Texto extraído:
══════════
A este señalamiento solo habría que apostillar dos cosas: primera, que el cuadro de costumbres mexicanas inicial que había prometido Altamirano en el Álbum de Navidad fue rebasado por el planteamiento y sentido utópicos de la obra, pues, salvo una o dos escenas que buscaban captar prácticas culturales que le dan identidad al pueblo -el canto de villancicos y la celebración de la misa de gallo en Nochebuena-, la novela articula una nítida y contundente imagen sobre el orden material y moral de una colectividad regida por principios democráticos y representativos. En segundo lugar, quiero señalar que ese carácter utópico del texto está marcado por el hecho de que el programa de desarrollo social y humano posible está planteado y ubicado no en una ínsula o lugar físico y temporal ajeno y distante, futuro -como era característica composicional del subgénero utópico desde la antigüedad-, sino en un espacio-tiempo confluente con el del devenir histórico y humano de la enunciación, 1871, que por eso se presenta contiguo y cercano, verosímil dentro del horizonte de expectativas del narrador y, por lo tanto, del lector.
══════════
Entradas de etiquetado de la posición de objetos:
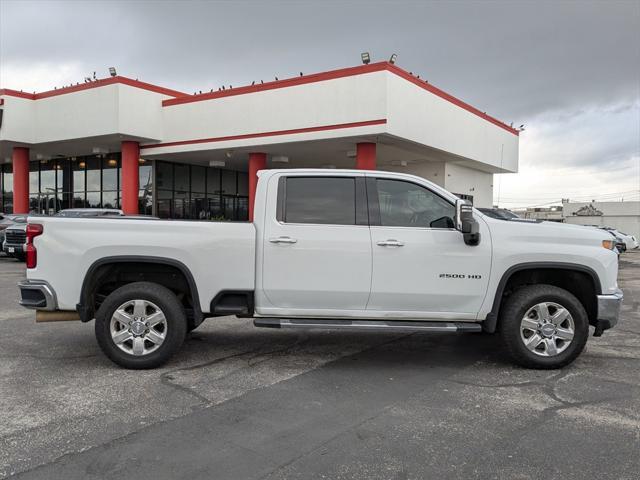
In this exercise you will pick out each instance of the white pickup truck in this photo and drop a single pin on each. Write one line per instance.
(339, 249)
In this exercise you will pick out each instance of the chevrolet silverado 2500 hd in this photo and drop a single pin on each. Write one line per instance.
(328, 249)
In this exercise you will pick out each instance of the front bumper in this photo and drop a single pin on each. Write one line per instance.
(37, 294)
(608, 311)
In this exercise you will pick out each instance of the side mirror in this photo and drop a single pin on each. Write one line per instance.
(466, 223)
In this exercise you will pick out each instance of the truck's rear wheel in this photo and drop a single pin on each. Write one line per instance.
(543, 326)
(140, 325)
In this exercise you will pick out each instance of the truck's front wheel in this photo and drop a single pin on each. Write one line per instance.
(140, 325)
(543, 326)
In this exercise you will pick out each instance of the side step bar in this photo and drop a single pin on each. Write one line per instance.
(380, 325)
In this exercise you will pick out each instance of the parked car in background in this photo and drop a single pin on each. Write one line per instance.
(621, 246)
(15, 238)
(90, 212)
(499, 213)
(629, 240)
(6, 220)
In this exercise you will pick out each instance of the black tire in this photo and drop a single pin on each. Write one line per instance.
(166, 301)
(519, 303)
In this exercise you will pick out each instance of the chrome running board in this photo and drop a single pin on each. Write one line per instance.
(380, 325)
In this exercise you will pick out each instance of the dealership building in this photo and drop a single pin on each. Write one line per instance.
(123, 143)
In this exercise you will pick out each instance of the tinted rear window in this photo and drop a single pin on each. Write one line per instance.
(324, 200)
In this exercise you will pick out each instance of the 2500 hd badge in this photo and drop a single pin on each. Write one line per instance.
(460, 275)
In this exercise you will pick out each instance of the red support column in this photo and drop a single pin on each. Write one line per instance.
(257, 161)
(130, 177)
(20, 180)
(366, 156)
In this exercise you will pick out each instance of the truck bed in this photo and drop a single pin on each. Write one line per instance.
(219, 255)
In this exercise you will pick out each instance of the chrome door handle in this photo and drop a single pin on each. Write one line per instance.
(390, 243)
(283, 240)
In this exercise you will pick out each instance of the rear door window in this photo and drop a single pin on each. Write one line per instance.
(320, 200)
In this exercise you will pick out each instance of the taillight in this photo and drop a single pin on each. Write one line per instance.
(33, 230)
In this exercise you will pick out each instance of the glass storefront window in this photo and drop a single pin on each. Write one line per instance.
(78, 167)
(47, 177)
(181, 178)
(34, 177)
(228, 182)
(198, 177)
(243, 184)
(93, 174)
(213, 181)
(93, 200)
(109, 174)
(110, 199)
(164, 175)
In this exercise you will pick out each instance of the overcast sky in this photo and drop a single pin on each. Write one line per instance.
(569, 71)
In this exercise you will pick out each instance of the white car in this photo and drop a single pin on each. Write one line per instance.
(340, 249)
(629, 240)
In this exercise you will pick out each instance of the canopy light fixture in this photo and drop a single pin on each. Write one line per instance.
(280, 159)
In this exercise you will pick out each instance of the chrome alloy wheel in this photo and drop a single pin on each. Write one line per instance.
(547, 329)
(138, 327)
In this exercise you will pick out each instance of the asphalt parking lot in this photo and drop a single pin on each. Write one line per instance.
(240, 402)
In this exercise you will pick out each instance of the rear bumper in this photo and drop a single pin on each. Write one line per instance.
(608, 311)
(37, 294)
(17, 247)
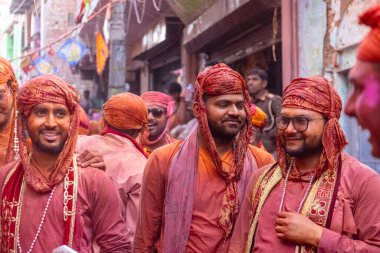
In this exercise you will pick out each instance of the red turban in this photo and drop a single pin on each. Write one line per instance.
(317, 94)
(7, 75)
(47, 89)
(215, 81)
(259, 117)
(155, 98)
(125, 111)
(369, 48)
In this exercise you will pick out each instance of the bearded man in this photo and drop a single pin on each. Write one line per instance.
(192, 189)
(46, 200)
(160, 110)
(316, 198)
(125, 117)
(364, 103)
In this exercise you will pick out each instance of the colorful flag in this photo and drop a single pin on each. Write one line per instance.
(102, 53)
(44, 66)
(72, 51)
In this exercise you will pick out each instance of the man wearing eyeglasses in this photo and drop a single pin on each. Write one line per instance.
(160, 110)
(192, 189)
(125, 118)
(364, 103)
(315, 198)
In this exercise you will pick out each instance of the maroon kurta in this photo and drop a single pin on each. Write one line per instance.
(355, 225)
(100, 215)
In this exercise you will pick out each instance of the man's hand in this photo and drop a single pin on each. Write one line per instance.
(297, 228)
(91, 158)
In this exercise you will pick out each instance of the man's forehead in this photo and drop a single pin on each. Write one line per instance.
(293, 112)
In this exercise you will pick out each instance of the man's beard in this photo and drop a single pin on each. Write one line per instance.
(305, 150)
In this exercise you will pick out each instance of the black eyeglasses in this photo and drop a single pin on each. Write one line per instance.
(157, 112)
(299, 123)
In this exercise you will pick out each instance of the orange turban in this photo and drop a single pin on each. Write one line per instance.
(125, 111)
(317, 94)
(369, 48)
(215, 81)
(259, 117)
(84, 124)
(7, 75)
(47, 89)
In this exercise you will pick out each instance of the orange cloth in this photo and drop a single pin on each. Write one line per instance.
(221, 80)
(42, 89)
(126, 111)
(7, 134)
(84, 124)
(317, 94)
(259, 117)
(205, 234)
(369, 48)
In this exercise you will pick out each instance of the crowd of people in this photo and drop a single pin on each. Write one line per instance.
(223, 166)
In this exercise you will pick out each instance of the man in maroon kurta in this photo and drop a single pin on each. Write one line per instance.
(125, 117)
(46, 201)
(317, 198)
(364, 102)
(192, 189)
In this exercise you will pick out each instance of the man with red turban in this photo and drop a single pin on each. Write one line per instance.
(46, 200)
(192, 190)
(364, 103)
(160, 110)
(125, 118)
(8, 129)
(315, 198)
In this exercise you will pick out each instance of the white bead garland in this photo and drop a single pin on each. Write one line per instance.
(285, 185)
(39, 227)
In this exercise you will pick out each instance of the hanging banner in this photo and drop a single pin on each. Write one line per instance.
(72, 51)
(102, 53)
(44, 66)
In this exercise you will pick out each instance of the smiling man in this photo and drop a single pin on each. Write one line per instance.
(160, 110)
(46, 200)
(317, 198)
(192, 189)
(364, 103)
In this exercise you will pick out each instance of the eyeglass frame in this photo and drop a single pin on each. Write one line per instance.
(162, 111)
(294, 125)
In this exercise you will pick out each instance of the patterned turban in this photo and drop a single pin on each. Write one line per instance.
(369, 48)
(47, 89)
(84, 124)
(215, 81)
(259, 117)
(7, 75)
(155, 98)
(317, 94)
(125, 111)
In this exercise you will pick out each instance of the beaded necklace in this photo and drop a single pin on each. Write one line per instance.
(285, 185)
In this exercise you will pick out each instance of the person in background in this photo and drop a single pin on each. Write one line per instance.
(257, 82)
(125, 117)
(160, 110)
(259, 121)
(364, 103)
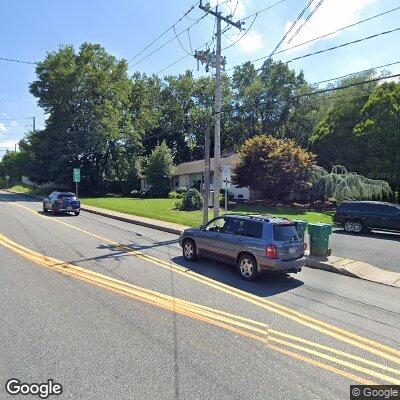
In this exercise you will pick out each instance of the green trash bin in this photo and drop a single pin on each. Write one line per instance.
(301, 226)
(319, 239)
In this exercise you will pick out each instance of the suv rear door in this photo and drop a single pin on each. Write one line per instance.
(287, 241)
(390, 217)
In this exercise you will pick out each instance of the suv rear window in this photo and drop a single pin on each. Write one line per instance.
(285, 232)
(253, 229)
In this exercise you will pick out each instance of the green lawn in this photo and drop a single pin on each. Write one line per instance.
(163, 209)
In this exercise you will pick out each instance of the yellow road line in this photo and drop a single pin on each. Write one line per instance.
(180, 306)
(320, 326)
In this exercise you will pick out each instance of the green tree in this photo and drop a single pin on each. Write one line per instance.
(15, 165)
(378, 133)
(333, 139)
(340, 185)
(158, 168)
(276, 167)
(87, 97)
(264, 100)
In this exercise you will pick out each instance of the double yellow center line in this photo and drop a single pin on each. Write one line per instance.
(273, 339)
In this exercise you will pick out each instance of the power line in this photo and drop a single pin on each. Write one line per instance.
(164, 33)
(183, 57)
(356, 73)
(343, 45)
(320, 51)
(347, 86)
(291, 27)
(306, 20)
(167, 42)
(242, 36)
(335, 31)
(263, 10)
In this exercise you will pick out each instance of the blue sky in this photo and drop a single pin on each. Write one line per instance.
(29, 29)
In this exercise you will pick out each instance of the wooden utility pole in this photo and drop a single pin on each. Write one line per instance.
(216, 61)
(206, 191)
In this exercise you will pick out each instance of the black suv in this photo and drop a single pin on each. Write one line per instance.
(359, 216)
══════════
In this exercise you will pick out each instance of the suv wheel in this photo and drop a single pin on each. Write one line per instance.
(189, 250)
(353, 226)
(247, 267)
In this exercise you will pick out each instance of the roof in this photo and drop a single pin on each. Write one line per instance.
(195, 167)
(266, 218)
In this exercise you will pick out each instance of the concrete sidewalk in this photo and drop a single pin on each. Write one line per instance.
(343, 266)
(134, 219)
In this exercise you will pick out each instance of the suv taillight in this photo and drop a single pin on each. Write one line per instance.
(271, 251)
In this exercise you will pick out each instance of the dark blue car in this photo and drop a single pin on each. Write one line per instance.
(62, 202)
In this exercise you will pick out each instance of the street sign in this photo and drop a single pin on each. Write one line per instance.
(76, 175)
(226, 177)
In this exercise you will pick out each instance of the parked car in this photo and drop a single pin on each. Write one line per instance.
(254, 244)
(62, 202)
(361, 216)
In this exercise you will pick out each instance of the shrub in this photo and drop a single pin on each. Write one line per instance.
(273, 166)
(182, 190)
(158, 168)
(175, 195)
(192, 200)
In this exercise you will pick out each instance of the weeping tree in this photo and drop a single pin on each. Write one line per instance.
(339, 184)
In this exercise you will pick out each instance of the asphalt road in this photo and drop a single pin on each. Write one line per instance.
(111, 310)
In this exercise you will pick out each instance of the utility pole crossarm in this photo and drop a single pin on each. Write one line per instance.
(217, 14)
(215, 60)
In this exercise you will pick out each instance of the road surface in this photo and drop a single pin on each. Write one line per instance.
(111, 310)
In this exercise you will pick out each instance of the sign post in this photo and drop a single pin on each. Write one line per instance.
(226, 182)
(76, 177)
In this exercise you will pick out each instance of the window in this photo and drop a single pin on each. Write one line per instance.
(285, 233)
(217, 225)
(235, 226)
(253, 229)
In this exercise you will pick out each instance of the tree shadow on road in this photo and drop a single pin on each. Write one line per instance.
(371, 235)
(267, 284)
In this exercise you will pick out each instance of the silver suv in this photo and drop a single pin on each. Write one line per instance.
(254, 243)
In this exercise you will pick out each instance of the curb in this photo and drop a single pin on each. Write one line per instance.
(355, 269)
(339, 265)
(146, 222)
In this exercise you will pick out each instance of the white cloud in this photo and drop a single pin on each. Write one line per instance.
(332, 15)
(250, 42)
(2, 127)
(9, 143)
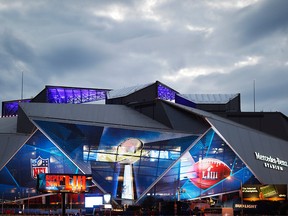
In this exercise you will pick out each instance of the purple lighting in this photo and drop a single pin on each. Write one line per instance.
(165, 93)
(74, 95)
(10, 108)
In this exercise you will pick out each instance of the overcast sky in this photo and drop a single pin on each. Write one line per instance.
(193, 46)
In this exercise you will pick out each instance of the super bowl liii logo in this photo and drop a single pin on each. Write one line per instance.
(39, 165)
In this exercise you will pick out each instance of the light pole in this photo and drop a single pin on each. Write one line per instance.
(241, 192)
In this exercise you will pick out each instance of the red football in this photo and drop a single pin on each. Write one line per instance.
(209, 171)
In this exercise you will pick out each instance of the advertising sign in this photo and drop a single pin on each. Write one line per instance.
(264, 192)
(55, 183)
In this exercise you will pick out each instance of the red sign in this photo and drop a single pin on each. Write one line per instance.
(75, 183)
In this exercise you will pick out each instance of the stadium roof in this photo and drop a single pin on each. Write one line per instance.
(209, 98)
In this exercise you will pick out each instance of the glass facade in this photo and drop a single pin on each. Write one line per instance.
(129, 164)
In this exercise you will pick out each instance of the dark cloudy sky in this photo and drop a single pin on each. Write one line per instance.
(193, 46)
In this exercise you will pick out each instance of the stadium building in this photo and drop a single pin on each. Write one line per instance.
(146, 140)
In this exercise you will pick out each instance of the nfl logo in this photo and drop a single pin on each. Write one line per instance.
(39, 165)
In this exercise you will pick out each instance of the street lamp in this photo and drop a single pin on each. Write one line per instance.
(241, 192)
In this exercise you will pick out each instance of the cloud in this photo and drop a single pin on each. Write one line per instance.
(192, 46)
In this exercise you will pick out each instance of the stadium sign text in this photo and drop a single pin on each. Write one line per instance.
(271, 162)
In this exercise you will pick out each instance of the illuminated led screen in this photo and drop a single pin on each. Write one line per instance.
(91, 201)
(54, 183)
══════════
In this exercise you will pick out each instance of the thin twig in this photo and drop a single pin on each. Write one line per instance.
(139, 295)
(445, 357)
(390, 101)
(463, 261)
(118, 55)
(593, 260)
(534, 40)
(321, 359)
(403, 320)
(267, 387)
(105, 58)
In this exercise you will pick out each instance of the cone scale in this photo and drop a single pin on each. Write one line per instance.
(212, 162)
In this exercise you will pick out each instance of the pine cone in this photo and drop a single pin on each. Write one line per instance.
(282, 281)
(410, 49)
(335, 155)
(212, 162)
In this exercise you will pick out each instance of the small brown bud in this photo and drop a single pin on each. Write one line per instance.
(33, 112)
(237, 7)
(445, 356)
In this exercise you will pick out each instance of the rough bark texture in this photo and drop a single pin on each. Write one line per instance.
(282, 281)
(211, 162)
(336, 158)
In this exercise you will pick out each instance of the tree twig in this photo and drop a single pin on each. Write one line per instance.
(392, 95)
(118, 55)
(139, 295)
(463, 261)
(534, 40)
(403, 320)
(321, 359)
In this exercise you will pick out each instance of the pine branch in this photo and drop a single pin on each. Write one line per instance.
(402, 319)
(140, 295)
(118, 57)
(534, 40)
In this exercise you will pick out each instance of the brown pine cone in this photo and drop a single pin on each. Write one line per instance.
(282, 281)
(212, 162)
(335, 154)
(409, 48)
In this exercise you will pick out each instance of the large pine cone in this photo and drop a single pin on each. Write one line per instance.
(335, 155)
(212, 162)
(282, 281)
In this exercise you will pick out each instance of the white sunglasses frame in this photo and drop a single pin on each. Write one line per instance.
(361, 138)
══════════
Tu tarea: Repite completo y sin ningún cambio el texto sobre la novela utópica de Altamirano. Las líneas no son necesarias para nada de lo que se pide.

El resultado:
A este señalamiento solo habría que apostillar dos cosas: primera, que el cuadro de costumbres mexicanas inicial que había prometido Altamirano en el Álbum de Navidad fue rebasado por el planteamiento y sentido utópicos de la obra, pues, salvo una o dos escenas que buscaban captar prácticas culturales que le dan identidad al pueblo -el canto de villancicos y la celebración de la misa de gallo en Nochebuena-, la novela articula una nítida y contundente imagen sobre el orden material y moral de una colectividad regida por principios democráticos y representativos. En segundo lugar, quiero señalar que ese carácter utópico del texto está marcado por el hecho de que el programa de desarrollo social y humano posible está planteado y ubicado no en una ínsula o lugar físico y temporal ajeno y distante, futuro -como era característica composicional del subgénero utópico desde la antigüedad-, sino en un espacio-tiempo confluente con el del devenir histórico y humano de la enunciación, 1871, que por eso se presenta contiguo y cercano, verosímil dentro del horizonte de expectativas del narrador y, por lo tanto, del lector.